Introduction[edit | edit source]

This case study involves Nathanial, an adult male living with Cerebral Palsy (CP). He is an active, 24 year old male who presents to physiotherapy with hip pain. Nathaniel was diagnosed with CP when he was 5 years old and has experienced intermittent hip pain since his teenage years. He has recently had worsening hip pain for about 6 weeks which is interfering with some of his regular activities including work and volunteering.

CP is an umbrella term for non-progressive motor impairment disorders [1]. The incidence of CP is about 2 in 1000 [2].  It occurs during development due to brain damage which leads to physical and cognitive impairments [1]. CP is typically diagnosed in early childhood based on observation of motor milestones around the age of 2 [3]. Its severity is classified using the Gross Motor Function Classification System (GMFCS) [4].

Adults with CP may experience premature aging between 20-40 years of age resulting from the increased energy cost and strain placed on their bodies during tasks of daily life [5]. Other complications may involve walking or swallowing disorders, and mental health conditions [5]. Post-impairment syndrome is common in adults with CP. This is often difficult to diagnose as its symptoms mimic other conditions related to CP including fatigue, weakness, and repetitive strain injuries [5]. Musculoskeletal impairments are very common in young adults with CP, with hip pain being the most frequently reported[6]. Hip pain may be a result of poor hip morphology at skeletal maturity [6]. Musculoskeletal impairments and pain may present secondary to changes in gait [2]. Many adults with CP experience a decline in walking ability and function despite that 70-80% walk independently or with gait aids. Maintenance of walking ability is important for independence, quality of life and participation in social activities [2].

* * * * * * *

● **EXERCISES**:
(a) Print the portion of the cerebral palsy case study starting at "This case study" and ending at "work and volunteering.".
(b) According to the cerebral palsy case study, what is the incidence of cerebral palsy?
(c) Go on with the cerebral palsy case study from the point at which it stops.
The material that comes next is drawn from a separate source.

● **DATA**:
* * * * * * *

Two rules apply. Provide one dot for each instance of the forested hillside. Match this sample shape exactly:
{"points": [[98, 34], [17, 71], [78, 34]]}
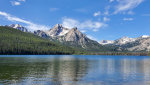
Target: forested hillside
{"points": [[14, 41]]}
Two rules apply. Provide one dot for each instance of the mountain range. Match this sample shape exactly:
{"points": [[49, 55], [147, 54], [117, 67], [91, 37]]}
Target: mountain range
{"points": [[76, 39]]}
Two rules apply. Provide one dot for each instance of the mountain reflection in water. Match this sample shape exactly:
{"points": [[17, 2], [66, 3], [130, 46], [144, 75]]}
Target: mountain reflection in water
{"points": [[74, 70]]}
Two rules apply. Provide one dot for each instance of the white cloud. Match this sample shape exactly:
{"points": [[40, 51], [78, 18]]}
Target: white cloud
{"points": [[145, 14], [92, 38], [106, 13], [128, 19], [54, 9], [106, 19], [91, 25], [111, 1], [30, 25], [22, 0], [15, 3], [97, 13], [126, 5]]}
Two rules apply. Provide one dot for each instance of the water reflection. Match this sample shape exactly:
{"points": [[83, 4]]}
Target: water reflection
{"points": [[74, 70]]}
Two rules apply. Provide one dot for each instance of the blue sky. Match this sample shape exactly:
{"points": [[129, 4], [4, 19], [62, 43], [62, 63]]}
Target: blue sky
{"points": [[98, 19]]}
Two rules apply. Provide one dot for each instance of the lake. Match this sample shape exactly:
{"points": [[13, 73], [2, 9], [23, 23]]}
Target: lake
{"points": [[74, 70]]}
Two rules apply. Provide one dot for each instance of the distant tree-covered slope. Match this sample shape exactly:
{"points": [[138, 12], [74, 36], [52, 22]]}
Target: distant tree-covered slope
{"points": [[14, 41]]}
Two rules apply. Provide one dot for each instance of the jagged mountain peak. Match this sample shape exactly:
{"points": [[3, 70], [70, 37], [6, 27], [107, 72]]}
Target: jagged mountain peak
{"points": [[57, 30], [145, 36], [58, 26], [15, 25]]}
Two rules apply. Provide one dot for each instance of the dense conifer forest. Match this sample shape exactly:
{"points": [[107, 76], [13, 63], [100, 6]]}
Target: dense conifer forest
{"points": [[14, 41]]}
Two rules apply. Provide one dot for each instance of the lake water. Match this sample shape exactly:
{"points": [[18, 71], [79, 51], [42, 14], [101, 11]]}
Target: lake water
{"points": [[74, 70]]}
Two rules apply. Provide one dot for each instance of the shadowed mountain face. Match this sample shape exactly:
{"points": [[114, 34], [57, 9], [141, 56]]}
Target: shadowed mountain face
{"points": [[72, 37]]}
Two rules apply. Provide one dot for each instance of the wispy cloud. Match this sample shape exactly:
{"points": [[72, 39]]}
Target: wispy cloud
{"points": [[126, 5], [111, 1], [30, 25], [145, 14], [106, 19], [15, 3], [88, 24], [54, 9], [128, 19], [92, 38], [97, 13], [22, 0], [81, 10]]}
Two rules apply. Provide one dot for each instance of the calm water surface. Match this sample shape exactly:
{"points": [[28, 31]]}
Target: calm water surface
{"points": [[74, 70]]}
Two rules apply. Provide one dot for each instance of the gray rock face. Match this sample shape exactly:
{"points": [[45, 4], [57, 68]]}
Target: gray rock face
{"points": [[19, 27], [57, 30], [72, 37]]}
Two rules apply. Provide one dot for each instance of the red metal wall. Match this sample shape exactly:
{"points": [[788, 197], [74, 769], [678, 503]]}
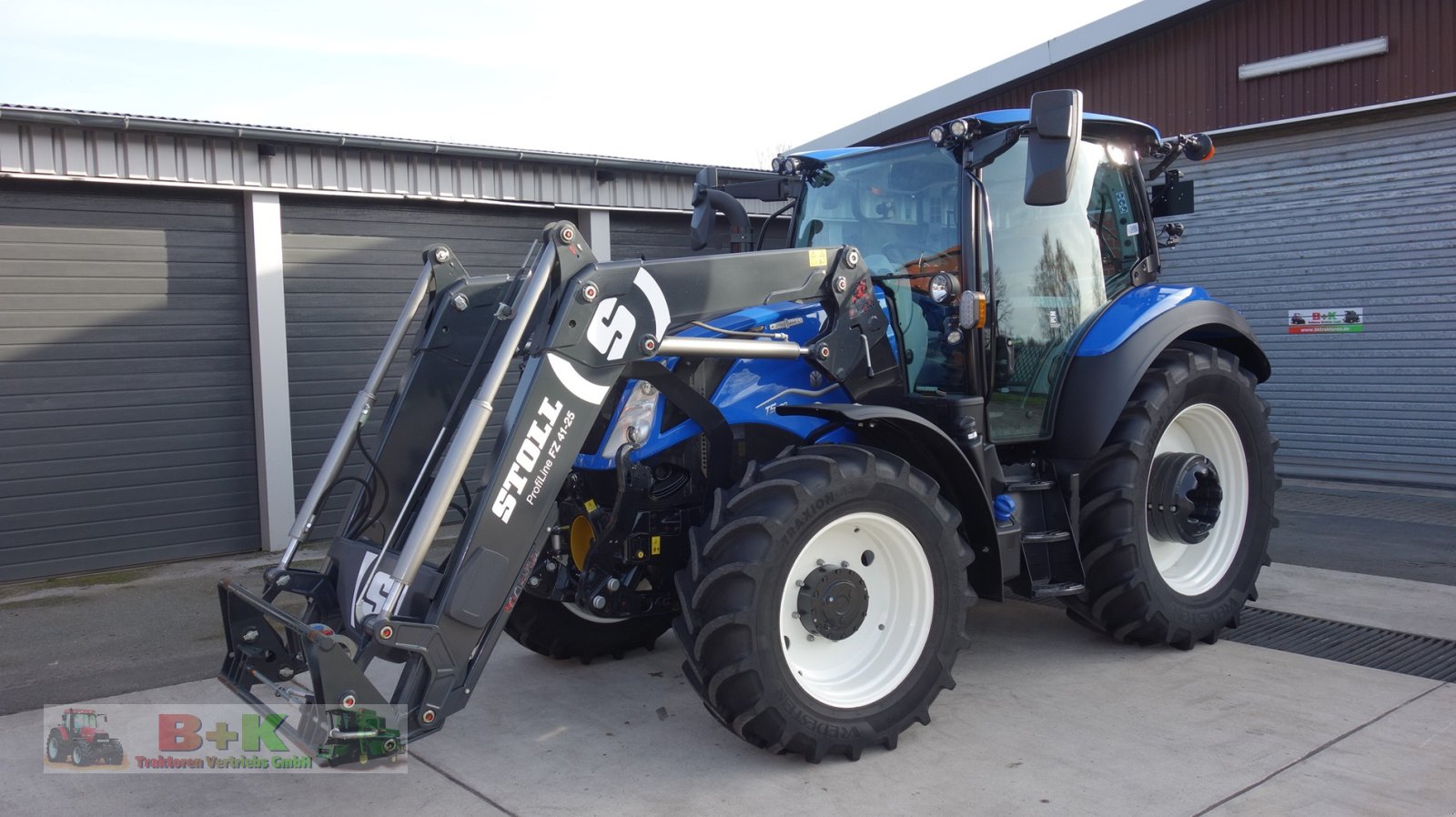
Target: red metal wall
{"points": [[1184, 75]]}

* * * * * * *

● **ANSWERS TO THE EXERCISE**:
(a)
This case study involves Nathanial, an adult male living with Cerebral Palsy (CP). He is an active, 24 year old male who presents to physiotherapy with hip pain. Nathaniel was diagnosed with CP when he was 5 years old and has experienced intermittent hip pain since his teenage years. He has recently had worsening hip pain for about 6 weeks which is interfering with some of his regular activities including work and volunteering.

(b) About 2 in 1000.

(c)
The purpose of this case presentation is to address the management of hip pain in adults with CP in an outpatient setting. We will discuss an example of clinical presentation, assessment, and treatment of hip pain in CP. This may be useful for student physiotherapists to increase awareness of the impairments associated with CP in adults and to recognize the importance of gait and mobility training with future patients. CP does not worsen with age, therefore this case study focuses on maintenance of function and addresses the specific mobility impairments causing hip pain. Adults with CP may present with other cognitive and physical impairments not mentioned in this case study.

Client Characteristics[edit | edit source]

Patient is a 24 year old male with a diagnosis of CP.  He was diagnosed at the age of 5, at Level 1 of the GMFCS score. He has no surgical history, but has a medical history of depression (3 years) as well as a history of cancer in his immediate family.  Patient is seeking physiotherapy care in regards to his L hip pain that has increased in the last 6 weeks. He reports intermittent hip pain since early teenage years, and has recently noted an odd sensation in his R foot. Patient also reports increased fatigue at work. The patient is an accountant at BDO Kingston. He lives in a 1 bedroom apartment, has 2 supportive parents, 1 sibling and good social support from friends in Kingston. As a former highschool athlete (hockey and baseball), he now volunteers his time coaching little league baseball with a friend. He is a single man with no children.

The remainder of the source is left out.